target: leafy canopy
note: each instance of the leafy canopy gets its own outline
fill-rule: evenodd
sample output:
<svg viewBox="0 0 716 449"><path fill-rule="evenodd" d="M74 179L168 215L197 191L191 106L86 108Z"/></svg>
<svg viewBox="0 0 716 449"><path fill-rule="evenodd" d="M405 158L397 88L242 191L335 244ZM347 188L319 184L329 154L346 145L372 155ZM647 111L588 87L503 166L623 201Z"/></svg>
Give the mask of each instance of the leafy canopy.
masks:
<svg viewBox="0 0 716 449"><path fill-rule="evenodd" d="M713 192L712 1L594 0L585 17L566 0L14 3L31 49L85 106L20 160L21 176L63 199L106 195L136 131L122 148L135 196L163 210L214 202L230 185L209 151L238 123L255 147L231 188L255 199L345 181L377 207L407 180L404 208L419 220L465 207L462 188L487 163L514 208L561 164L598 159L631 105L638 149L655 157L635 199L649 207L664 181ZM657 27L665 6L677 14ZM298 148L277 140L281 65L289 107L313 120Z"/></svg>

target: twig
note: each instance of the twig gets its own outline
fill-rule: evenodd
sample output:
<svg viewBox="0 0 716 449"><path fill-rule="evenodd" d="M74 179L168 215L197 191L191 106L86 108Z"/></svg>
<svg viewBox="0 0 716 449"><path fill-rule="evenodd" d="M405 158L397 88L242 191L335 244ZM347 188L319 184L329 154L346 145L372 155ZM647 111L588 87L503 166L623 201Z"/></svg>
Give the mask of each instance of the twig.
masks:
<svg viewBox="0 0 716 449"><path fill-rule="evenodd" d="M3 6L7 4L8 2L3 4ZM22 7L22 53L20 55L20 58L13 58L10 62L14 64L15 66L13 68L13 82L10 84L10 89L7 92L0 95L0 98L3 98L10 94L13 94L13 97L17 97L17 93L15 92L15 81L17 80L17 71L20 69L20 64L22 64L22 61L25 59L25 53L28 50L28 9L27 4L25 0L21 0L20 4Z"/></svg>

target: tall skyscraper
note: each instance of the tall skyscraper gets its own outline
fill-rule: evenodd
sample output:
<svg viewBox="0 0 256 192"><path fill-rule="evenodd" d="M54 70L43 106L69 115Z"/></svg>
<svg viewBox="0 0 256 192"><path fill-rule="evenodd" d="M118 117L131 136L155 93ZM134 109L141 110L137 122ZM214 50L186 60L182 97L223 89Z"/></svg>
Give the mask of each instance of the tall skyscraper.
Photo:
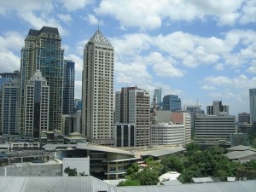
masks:
<svg viewBox="0 0 256 192"><path fill-rule="evenodd" d="M256 122L256 89L249 90L250 96L250 121Z"/></svg>
<svg viewBox="0 0 256 192"><path fill-rule="evenodd" d="M181 111L181 99L175 95L164 96L163 98L163 109L172 112Z"/></svg>
<svg viewBox="0 0 256 192"><path fill-rule="evenodd" d="M63 114L73 114L74 113L74 61L64 61L63 72Z"/></svg>
<svg viewBox="0 0 256 192"><path fill-rule="evenodd" d="M212 105L207 106L207 115L218 115L221 113L229 114L229 106L223 105L222 102L213 101Z"/></svg>
<svg viewBox="0 0 256 192"><path fill-rule="evenodd" d="M26 85L37 69L40 70L49 86L49 130L61 127L63 54L57 28L43 26L40 30L29 30L20 59L20 133L25 133Z"/></svg>
<svg viewBox="0 0 256 192"><path fill-rule="evenodd" d="M2 132L17 132L20 82L15 79L2 87Z"/></svg>
<svg viewBox="0 0 256 192"><path fill-rule="evenodd" d="M39 70L26 85L25 134L39 138L49 126L49 86Z"/></svg>
<svg viewBox="0 0 256 192"><path fill-rule="evenodd" d="M15 71L14 73L0 73L0 134L2 132L2 89L4 83L11 82L15 79L20 77L20 72Z"/></svg>
<svg viewBox="0 0 256 192"><path fill-rule="evenodd" d="M97 30L84 49L82 133L92 143L113 145L113 47Z"/></svg>
<svg viewBox="0 0 256 192"><path fill-rule="evenodd" d="M118 93L117 93L118 94ZM136 145L149 145L150 101L149 92L137 87L122 88L120 98L116 100L115 118L121 124L135 125Z"/></svg>
<svg viewBox="0 0 256 192"><path fill-rule="evenodd" d="M162 103L162 90L161 88L154 90L154 98L156 98L156 104L161 105Z"/></svg>

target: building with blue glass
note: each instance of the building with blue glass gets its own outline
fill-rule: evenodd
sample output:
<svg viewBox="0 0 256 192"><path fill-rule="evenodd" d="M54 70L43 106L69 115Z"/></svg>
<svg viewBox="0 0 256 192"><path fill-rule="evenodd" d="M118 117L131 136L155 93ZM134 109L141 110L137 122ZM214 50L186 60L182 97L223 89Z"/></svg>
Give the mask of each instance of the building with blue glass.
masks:
<svg viewBox="0 0 256 192"><path fill-rule="evenodd" d="M25 133L26 86L37 69L40 70L49 86L49 130L62 126L63 55L61 38L55 27L30 29L25 38L20 58L20 96L19 128Z"/></svg>
<svg viewBox="0 0 256 192"><path fill-rule="evenodd" d="M176 95L164 96L163 98L163 110L172 112L181 111L181 99Z"/></svg>
<svg viewBox="0 0 256 192"><path fill-rule="evenodd" d="M75 63L73 61L65 60L63 71L63 114L74 113L74 80Z"/></svg>

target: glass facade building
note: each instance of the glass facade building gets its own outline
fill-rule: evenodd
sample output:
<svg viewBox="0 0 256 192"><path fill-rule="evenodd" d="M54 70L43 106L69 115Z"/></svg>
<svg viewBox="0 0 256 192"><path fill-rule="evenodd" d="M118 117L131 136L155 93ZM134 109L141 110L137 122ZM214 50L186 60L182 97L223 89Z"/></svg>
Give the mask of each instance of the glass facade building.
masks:
<svg viewBox="0 0 256 192"><path fill-rule="evenodd" d="M163 98L163 109L172 112L181 111L181 99L175 95L167 95Z"/></svg>
<svg viewBox="0 0 256 192"><path fill-rule="evenodd" d="M20 96L19 127L25 133L26 86L37 69L49 86L49 130L60 130L62 124L63 54L57 28L30 29L20 58Z"/></svg>

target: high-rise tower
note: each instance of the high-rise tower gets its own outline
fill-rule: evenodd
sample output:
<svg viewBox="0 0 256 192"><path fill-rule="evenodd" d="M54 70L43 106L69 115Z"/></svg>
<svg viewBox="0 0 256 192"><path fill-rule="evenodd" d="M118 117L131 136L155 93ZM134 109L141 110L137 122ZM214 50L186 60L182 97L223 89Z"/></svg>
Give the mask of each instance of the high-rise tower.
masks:
<svg viewBox="0 0 256 192"><path fill-rule="evenodd" d="M20 59L20 133L25 133L26 85L37 69L41 71L49 86L49 130L61 127L63 54L57 28L43 26L40 30L29 30Z"/></svg>
<svg viewBox="0 0 256 192"><path fill-rule="evenodd" d="M63 72L63 114L74 113L74 61L64 61Z"/></svg>
<svg viewBox="0 0 256 192"><path fill-rule="evenodd" d="M256 89L249 90L250 96L250 121L256 122Z"/></svg>
<svg viewBox="0 0 256 192"><path fill-rule="evenodd" d="M49 85L37 70L26 85L25 134L39 138L41 131L48 131Z"/></svg>
<svg viewBox="0 0 256 192"><path fill-rule="evenodd" d="M84 49L82 133L93 143L113 145L113 47L97 30Z"/></svg>

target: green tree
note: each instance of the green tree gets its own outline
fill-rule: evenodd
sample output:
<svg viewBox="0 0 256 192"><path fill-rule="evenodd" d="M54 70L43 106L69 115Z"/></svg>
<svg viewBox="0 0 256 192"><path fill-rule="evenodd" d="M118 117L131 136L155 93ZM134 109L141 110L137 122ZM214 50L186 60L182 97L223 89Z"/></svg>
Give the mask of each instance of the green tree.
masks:
<svg viewBox="0 0 256 192"><path fill-rule="evenodd" d="M66 174L67 174L68 176L77 176L78 175L77 169L76 168L71 169L69 166L67 166L64 169L64 172Z"/></svg>
<svg viewBox="0 0 256 192"><path fill-rule="evenodd" d="M126 180L126 181L121 181L117 186L139 186L140 182L137 180Z"/></svg>

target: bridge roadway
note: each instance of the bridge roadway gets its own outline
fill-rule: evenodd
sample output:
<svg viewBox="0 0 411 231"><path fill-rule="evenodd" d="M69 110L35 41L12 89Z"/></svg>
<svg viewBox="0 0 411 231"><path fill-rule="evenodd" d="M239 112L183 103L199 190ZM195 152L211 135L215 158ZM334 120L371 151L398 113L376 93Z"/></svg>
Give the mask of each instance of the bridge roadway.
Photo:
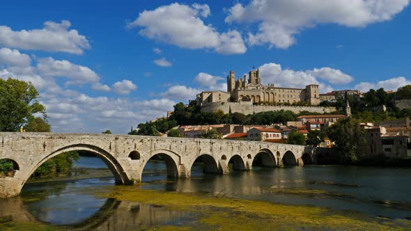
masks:
<svg viewBox="0 0 411 231"><path fill-rule="evenodd" d="M263 166L281 164L302 166L315 163L311 147L258 141L210 140L101 134L0 132L0 159L13 163L13 174L0 178L0 198L17 196L31 174L43 163L61 153L84 150L100 157L116 184L139 183L143 169L153 156L166 161L167 175L189 177L200 158L206 173L226 174L228 162L234 170L251 170L260 155Z"/></svg>

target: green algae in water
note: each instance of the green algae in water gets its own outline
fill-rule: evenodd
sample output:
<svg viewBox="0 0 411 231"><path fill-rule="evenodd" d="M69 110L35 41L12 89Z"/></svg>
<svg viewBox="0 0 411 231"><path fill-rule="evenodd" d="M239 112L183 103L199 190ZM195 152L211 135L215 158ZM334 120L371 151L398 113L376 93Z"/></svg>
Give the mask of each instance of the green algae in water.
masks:
<svg viewBox="0 0 411 231"><path fill-rule="evenodd" d="M182 193L116 186L111 193L99 193L121 200L166 206L171 209L196 213L190 226L201 230L405 230L411 221L373 217L365 214L335 212L329 209L274 204L209 194ZM183 224L185 225L186 224Z"/></svg>

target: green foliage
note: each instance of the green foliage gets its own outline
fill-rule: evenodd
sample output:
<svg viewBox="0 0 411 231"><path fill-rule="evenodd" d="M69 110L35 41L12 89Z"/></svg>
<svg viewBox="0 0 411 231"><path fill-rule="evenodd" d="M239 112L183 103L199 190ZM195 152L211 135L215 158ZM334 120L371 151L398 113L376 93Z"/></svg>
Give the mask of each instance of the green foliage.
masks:
<svg viewBox="0 0 411 231"><path fill-rule="evenodd" d="M51 174L67 172L72 166L73 161L80 158L76 151L62 153L42 164L34 171L33 176L38 177Z"/></svg>
<svg viewBox="0 0 411 231"><path fill-rule="evenodd" d="M167 133L167 136L169 137L181 137L180 135L180 132L176 129L171 129Z"/></svg>
<svg viewBox="0 0 411 231"><path fill-rule="evenodd" d="M134 133L134 131L129 133L129 135L141 135L141 136L160 136L160 132L155 128L154 122L147 122L145 124L141 123L138 126L139 130L137 134Z"/></svg>
<svg viewBox="0 0 411 231"><path fill-rule="evenodd" d="M395 95L396 99L411 99L411 85L399 88Z"/></svg>
<svg viewBox="0 0 411 231"><path fill-rule="evenodd" d="M325 134L320 130L309 130L307 136L307 145L317 147L318 146L324 138Z"/></svg>
<svg viewBox="0 0 411 231"><path fill-rule="evenodd" d="M231 114L231 122L234 125L246 125L249 123L248 118L245 114L238 112Z"/></svg>
<svg viewBox="0 0 411 231"><path fill-rule="evenodd" d="M45 118L40 117L29 120L24 128L27 132L50 132L51 130L51 126Z"/></svg>
<svg viewBox="0 0 411 231"><path fill-rule="evenodd" d="M38 98L38 92L31 82L0 79L0 132L17 132L33 119L33 113L45 115Z"/></svg>
<svg viewBox="0 0 411 231"><path fill-rule="evenodd" d="M295 113L290 111L272 111L249 115L249 120L247 122L254 125L285 124L287 121L295 121L296 118Z"/></svg>
<svg viewBox="0 0 411 231"><path fill-rule="evenodd" d="M288 134L288 139L287 143L295 144L299 145L305 145L305 136L304 134L298 132L296 130L291 131Z"/></svg>
<svg viewBox="0 0 411 231"><path fill-rule="evenodd" d="M350 118L339 120L328 127L327 135L335 143L333 148L341 153L341 163L357 161L357 150L366 141L365 130L359 126L357 120Z"/></svg>
<svg viewBox="0 0 411 231"><path fill-rule="evenodd" d="M216 129L212 128L208 131L203 132L200 135L199 135L199 138L222 138L222 135L218 133Z"/></svg>
<svg viewBox="0 0 411 231"><path fill-rule="evenodd" d="M11 160L8 159L0 160L0 177L7 175L8 173L13 170L13 167Z"/></svg>

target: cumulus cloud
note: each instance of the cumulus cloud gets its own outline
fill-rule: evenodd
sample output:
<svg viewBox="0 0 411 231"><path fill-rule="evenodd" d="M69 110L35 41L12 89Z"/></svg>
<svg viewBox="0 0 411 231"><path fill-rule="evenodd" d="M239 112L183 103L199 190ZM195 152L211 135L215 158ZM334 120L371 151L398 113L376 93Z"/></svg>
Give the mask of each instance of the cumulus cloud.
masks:
<svg viewBox="0 0 411 231"><path fill-rule="evenodd" d="M33 83L37 90L42 90L46 86L54 86L55 83L50 82L38 74L17 74L10 72L7 69L0 70L0 78L7 79L8 78L29 81Z"/></svg>
<svg viewBox="0 0 411 231"><path fill-rule="evenodd" d="M160 59L156 59L154 61L154 63L157 65L163 67L169 67L173 65L173 63L169 61L165 58L162 58Z"/></svg>
<svg viewBox="0 0 411 231"><path fill-rule="evenodd" d="M165 93L162 93L161 95L168 99L187 100L187 99L195 99L196 95L200 92L201 92L201 90L183 85L177 85L170 87Z"/></svg>
<svg viewBox="0 0 411 231"><path fill-rule="evenodd" d="M90 49L88 40L76 30L68 29L69 21L58 23L47 21L42 29L13 31L11 28L0 26L0 45L26 50L60 51L82 54Z"/></svg>
<svg viewBox="0 0 411 231"><path fill-rule="evenodd" d="M27 67L30 66L31 63L31 58L30 58L30 56L25 54L21 54L17 49L0 49L0 65Z"/></svg>
<svg viewBox="0 0 411 231"><path fill-rule="evenodd" d="M297 88L303 88L309 84L318 84L322 93L333 90L329 83L348 83L354 80L354 78L341 70L330 67L295 71L283 70L281 65L270 63L261 65L259 69L263 84L274 83L278 86ZM318 79L326 82L320 81Z"/></svg>
<svg viewBox="0 0 411 231"><path fill-rule="evenodd" d="M387 80L382 80L378 82L361 82L357 84L354 88L362 92L367 92L370 89L379 89L383 88L385 90L397 90L399 87L411 84L411 81L405 77L396 77Z"/></svg>
<svg viewBox="0 0 411 231"><path fill-rule="evenodd" d="M113 89L117 94L128 95L132 90L137 89L137 86L131 81L124 79L122 81L114 83Z"/></svg>
<svg viewBox="0 0 411 231"><path fill-rule="evenodd" d="M354 80L354 78L351 76L343 73L341 70L330 67L314 68L314 70L308 72L317 78L327 80L333 84L345 84Z"/></svg>
<svg viewBox="0 0 411 231"><path fill-rule="evenodd" d="M391 19L408 6L410 0L252 0L229 9L228 23L256 23L256 33L249 32L251 45L268 44L285 49L295 43L295 35L319 24L363 27Z"/></svg>
<svg viewBox="0 0 411 231"><path fill-rule="evenodd" d="M220 77L216 77L211 75L208 73L200 72L194 78L194 81L200 86L210 87L213 85L216 85L217 81L224 80L224 78Z"/></svg>
<svg viewBox="0 0 411 231"><path fill-rule="evenodd" d="M66 82L68 85L98 83L100 79L91 69L66 60L54 60L51 57L40 58L36 67L41 75L69 79Z"/></svg>
<svg viewBox="0 0 411 231"><path fill-rule="evenodd" d="M155 54L161 54L162 51L157 47L153 49L153 51Z"/></svg>
<svg viewBox="0 0 411 231"><path fill-rule="evenodd" d="M204 24L201 17L210 15L207 4L189 6L176 3L144 10L127 27L143 27L139 31L141 35L183 48L213 49L224 54L245 53L247 48L240 33L219 33Z"/></svg>

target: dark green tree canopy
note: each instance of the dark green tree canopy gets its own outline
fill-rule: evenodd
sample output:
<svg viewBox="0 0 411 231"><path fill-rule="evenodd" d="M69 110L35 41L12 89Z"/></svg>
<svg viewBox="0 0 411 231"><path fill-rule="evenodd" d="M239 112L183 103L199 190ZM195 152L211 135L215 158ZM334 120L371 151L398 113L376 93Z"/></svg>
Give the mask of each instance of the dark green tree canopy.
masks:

########################################

Can you reproduce the lines from the one containing "target: green foliage" through the one containing "118L339 120L328 127L327", inclusive, exactly as they appear in the records above?

### Answer
target: green foliage
note: each instance of the green foliage gets its own outline
fill-rule: evenodd
sample output:
<svg viewBox="0 0 411 231"><path fill-rule="evenodd" d="M69 110L35 41L12 89Z"/></svg>
<svg viewBox="0 0 411 231"><path fill-rule="evenodd" d="M239 112L183 103L199 190ZM195 152L211 135L215 158ZM334 120L371 151L398 113L376 93Z"/></svg>
Give the mask of each instance of the green foliage.
masks:
<svg viewBox="0 0 411 231"><path fill-rule="evenodd" d="M51 174L67 172L72 166L73 161L80 158L76 151L62 153L42 164L34 171L33 176L38 177Z"/></svg>
<svg viewBox="0 0 411 231"><path fill-rule="evenodd" d="M167 133L167 136L169 137L181 137L180 135L180 132L176 129L171 129Z"/></svg>
<svg viewBox="0 0 411 231"><path fill-rule="evenodd" d="M134 133L134 131L129 133L129 135L141 135L141 136L160 136L160 132L155 128L154 122L147 122L145 124L141 123L138 126L139 130L137 134Z"/></svg>
<svg viewBox="0 0 411 231"><path fill-rule="evenodd" d="M395 95L396 99L411 99L411 85L399 88Z"/></svg>
<svg viewBox="0 0 411 231"><path fill-rule="evenodd" d="M325 134L320 130L309 130L307 136L307 145L317 147L318 146L324 138Z"/></svg>
<svg viewBox="0 0 411 231"><path fill-rule="evenodd" d="M231 114L231 122L234 125L246 125L249 123L248 118L245 114L238 112Z"/></svg>
<svg viewBox="0 0 411 231"><path fill-rule="evenodd" d="M45 118L40 117L29 120L24 128L27 132L50 132L51 130L51 126Z"/></svg>
<svg viewBox="0 0 411 231"><path fill-rule="evenodd" d="M38 98L38 92L31 82L0 79L0 132L17 132L33 119L33 113L45 115Z"/></svg>
<svg viewBox="0 0 411 231"><path fill-rule="evenodd" d="M295 113L290 111L272 111L249 115L249 120L247 122L254 125L285 124L287 121L295 121L296 118Z"/></svg>
<svg viewBox="0 0 411 231"><path fill-rule="evenodd" d="M288 134L288 139L287 143L295 144L299 145L305 145L305 136L304 134L298 132L296 130L291 131Z"/></svg>
<svg viewBox="0 0 411 231"><path fill-rule="evenodd" d="M350 118L339 120L328 127L327 135L335 143L333 148L341 153L341 163L357 161L357 150L366 141L365 130L359 126L357 120Z"/></svg>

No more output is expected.